[Dataset rows]
** START **
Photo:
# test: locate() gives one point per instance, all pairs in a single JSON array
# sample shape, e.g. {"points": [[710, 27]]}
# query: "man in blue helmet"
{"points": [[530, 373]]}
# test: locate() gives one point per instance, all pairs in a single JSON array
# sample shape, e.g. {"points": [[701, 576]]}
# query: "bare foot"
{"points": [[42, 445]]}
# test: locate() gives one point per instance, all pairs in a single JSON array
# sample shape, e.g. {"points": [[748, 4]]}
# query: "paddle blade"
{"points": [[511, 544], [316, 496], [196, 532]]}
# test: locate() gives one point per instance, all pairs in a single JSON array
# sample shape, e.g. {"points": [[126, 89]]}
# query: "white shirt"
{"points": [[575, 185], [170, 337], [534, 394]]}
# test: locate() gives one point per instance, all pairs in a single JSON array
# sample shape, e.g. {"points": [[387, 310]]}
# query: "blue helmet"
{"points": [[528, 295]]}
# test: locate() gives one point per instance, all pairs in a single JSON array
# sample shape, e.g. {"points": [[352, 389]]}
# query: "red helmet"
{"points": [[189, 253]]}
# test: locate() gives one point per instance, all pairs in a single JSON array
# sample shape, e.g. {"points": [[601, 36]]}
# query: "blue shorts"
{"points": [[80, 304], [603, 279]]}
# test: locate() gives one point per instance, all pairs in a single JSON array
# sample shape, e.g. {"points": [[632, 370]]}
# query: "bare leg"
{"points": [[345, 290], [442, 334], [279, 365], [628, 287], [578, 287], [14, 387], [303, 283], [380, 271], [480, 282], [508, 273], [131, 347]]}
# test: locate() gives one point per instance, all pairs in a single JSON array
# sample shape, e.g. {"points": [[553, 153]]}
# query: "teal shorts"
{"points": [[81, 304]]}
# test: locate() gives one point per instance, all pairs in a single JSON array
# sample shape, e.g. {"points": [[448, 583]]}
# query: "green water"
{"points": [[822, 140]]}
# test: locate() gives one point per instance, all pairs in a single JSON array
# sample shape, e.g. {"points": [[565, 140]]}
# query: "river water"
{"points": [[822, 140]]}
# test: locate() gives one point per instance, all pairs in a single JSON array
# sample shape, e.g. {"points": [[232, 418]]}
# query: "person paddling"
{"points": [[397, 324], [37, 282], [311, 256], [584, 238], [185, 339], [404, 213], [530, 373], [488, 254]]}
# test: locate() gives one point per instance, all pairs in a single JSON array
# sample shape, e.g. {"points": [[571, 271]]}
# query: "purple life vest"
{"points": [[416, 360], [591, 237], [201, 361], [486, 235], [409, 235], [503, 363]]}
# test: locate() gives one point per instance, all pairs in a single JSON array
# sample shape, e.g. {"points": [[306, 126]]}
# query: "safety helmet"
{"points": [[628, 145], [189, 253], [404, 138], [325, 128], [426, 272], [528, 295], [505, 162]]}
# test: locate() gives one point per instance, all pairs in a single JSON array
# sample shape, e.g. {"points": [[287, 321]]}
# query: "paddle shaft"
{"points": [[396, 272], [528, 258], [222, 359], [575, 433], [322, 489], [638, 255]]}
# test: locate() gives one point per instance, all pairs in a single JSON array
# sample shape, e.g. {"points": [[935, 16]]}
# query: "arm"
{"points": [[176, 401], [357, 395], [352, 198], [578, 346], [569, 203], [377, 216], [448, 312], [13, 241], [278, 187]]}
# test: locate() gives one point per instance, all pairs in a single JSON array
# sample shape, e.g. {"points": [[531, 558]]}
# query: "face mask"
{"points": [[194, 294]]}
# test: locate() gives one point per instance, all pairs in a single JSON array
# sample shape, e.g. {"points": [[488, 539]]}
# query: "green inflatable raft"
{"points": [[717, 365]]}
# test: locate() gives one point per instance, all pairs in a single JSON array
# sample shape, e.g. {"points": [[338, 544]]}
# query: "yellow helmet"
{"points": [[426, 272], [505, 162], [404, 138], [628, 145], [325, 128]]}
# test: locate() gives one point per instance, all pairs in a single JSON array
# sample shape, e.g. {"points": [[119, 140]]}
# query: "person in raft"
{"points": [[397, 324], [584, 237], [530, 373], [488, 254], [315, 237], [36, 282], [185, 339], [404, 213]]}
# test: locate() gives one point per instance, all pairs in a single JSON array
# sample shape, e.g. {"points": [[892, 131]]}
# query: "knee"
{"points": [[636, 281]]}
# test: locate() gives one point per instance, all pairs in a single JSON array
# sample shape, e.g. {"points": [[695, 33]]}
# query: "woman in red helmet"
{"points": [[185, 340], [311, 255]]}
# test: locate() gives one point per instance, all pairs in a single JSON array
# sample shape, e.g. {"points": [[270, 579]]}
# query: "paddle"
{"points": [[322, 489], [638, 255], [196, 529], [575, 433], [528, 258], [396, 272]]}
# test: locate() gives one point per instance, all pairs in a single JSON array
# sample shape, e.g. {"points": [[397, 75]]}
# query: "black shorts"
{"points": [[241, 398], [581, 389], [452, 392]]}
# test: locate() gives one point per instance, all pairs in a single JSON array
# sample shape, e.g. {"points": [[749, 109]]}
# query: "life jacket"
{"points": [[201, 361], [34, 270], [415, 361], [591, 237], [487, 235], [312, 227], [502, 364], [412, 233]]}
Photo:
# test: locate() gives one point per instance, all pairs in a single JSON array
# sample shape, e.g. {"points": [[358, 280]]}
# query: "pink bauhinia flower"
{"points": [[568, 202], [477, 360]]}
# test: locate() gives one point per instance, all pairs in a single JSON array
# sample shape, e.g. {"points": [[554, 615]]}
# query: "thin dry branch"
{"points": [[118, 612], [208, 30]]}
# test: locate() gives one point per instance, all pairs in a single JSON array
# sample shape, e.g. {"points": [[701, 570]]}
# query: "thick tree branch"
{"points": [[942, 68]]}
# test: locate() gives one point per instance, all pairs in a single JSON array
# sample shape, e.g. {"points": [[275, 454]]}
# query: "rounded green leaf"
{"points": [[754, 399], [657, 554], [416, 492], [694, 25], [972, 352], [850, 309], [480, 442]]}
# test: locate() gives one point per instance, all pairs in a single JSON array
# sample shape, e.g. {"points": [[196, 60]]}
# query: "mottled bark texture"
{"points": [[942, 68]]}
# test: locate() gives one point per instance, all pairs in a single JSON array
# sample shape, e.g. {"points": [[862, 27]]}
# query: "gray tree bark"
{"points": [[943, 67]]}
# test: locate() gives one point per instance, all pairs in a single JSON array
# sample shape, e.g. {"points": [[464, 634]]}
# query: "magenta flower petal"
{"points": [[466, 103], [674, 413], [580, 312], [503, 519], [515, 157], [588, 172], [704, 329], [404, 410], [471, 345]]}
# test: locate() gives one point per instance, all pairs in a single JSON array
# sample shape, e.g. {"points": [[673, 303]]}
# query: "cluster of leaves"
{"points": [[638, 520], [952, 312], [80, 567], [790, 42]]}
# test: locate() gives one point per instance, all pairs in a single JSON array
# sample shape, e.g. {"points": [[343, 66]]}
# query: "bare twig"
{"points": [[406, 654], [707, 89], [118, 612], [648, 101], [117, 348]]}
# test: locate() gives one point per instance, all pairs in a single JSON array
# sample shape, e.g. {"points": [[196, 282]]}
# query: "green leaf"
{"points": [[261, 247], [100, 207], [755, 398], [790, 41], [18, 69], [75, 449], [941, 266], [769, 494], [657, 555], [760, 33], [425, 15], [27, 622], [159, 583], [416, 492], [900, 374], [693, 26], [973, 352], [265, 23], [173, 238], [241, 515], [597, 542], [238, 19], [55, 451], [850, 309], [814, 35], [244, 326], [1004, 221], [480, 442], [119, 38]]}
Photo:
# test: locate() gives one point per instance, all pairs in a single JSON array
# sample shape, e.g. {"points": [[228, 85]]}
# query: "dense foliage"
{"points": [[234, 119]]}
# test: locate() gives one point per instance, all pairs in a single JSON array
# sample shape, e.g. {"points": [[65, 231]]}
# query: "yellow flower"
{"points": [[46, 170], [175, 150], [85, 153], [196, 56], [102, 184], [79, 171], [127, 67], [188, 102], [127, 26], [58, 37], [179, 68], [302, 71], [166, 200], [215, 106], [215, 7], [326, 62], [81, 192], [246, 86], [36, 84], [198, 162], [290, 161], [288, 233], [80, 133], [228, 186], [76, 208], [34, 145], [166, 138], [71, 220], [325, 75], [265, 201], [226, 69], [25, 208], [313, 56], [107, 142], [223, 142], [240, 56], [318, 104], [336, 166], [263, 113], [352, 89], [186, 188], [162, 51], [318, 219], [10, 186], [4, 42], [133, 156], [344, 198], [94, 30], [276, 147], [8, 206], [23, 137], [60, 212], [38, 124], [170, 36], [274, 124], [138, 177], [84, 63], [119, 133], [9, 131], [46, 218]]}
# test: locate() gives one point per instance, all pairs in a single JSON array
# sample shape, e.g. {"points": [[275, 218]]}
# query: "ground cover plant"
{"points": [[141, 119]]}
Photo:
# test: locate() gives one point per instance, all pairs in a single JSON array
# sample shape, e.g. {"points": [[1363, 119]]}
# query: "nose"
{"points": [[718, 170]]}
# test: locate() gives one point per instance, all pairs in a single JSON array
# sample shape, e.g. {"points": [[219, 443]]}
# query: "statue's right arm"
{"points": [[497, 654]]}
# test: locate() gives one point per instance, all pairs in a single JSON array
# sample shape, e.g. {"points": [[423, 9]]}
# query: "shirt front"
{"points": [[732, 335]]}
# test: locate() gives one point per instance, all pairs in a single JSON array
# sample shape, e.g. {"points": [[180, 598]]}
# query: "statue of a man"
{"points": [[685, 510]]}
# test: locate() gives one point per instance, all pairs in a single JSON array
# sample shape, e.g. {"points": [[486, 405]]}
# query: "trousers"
** END **
*Exercise task*
Collect every line of the data above that contains the word "bare", and copy each one out in full.

*Answer to this problem*
# query: "bare foot"
# query: "bare leg"
# query: "bare twig"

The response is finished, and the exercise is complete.